Challenge –
Reproduce the data below word for word, including every line.

# start of Information given

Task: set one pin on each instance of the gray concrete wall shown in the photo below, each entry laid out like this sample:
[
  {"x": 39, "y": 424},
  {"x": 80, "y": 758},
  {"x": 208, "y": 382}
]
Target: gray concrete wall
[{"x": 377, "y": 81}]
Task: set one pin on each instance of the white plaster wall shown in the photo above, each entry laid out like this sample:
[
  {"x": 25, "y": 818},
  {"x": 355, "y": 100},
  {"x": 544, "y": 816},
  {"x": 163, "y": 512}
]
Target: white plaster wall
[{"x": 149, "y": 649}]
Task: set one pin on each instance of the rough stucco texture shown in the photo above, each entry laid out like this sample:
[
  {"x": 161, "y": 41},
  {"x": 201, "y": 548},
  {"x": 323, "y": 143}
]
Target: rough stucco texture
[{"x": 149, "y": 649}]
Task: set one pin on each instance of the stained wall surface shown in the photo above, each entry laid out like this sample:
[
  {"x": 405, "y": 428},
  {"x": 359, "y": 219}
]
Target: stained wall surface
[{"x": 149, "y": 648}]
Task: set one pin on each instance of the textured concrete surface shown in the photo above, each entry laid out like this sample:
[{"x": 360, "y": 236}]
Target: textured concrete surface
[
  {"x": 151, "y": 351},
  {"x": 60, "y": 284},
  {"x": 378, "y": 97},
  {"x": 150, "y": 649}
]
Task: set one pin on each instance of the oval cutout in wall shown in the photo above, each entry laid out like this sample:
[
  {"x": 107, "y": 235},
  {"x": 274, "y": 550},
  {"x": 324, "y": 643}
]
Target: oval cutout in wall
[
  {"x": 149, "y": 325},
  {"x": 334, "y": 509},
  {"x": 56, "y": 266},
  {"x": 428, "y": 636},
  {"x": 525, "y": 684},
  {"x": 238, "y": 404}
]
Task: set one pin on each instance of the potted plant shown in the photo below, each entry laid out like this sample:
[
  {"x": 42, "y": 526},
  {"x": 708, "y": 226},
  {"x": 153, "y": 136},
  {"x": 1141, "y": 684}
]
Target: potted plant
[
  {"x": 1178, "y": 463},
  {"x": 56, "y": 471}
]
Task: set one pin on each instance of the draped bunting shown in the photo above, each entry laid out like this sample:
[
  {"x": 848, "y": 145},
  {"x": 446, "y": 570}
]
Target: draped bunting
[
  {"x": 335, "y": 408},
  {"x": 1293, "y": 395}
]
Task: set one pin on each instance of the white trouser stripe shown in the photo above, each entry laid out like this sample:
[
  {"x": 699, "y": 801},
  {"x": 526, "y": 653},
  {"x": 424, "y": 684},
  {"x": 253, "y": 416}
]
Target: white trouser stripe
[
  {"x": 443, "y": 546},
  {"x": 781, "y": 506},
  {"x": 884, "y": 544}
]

# end of Information given

Output for this task –
Task: set one pin on each instance of the gray concrete wall shown in the photo below, each entry laid out like this sample:
[
  {"x": 39, "y": 424},
  {"x": 80, "y": 758},
  {"x": 208, "y": 382}
]
Target: gray concrete wall
[{"x": 377, "y": 81}]
Task: set one pin on each instance of the white plaster wall shown in the photo above, each entry laid out like this sample:
[
  {"x": 25, "y": 818},
  {"x": 355, "y": 100},
  {"x": 544, "y": 816},
  {"x": 163, "y": 512}
]
Target: white plaster wall
[{"x": 149, "y": 649}]
Task: set one pin on each instance of the rough stucco texture shown in the photo above, each entry laid out like this sample:
[
  {"x": 161, "y": 41},
  {"x": 201, "y": 548},
  {"x": 323, "y": 143}
]
Target: rough stucco texture
[{"x": 149, "y": 649}]
Task: set one pin on each instance of the stained wall surface shown in the photo above, each entry laid out like this sample:
[
  {"x": 405, "y": 428},
  {"x": 359, "y": 219}
]
Target: stained wall surface
[{"x": 149, "y": 648}]
Task: set one pin on each instance of the textured concrete surface shown in the photo above, each entry laid out like this sample:
[{"x": 360, "y": 236}]
Target: textured concrete surface
[
  {"x": 151, "y": 351},
  {"x": 60, "y": 284},
  {"x": 378, "y": 97},
  {"x": 150, "y": 649}
]
Task: set one pin on each instance of the oval cutout in wall shown in the photo above, each entry laid out like this sample:
[
  {"x": 107, "y": 235},
  {"x": 274, "y": 550},
  {"x": 324, "y": 643}
]
Target: oval cutout in wall
[
  {"x": 149, "y": 325},
  {"x": 334, "y": 509},
  {"x": 56, "y": 266},
  {"x": 428, "y": 636},
  {"x": 525, "y": 684},
  {"x": 238, "y": 404}
]
Task: set one pin on each instance of the potted plant shown in the photo below, each entry laid out like this sample:
[
  {"x": 42, "y": 526},
  {"x": 708, "y": 226},
  {"x": 153, "y": 136},
  {"x": 1141, "y": 684}
]
Target: potted plant
[
  {"x": 1178, "y": 463},
  {"x": 56, "y": 471}
]
Task: set one pin on each instance of the draped bunting shown in the photo above, each entry laid out like this sample:
[
  {"x": 848, "y": 145},
  {"x": 446, "y": 570}
]
Target: draped bunting
[
  {"x": 335, "y": 408},
  {"x": 1293, "y": 395}
]
Task: set one pin on each instance of the white trouser stripe shown in the photo above, each entry laid out like this sample:
[
  {"x": 699, "y": 801},
  {"x": 526, "y": 653},
  {"x": 424, "y": 684},
  {"x": 253, "y": 416}
]
Target: white trouser stripe
[
  {"x": 443, "y": 546},
  {"x": 781, "y": 506},
  {"x": 884, "y": 544}
]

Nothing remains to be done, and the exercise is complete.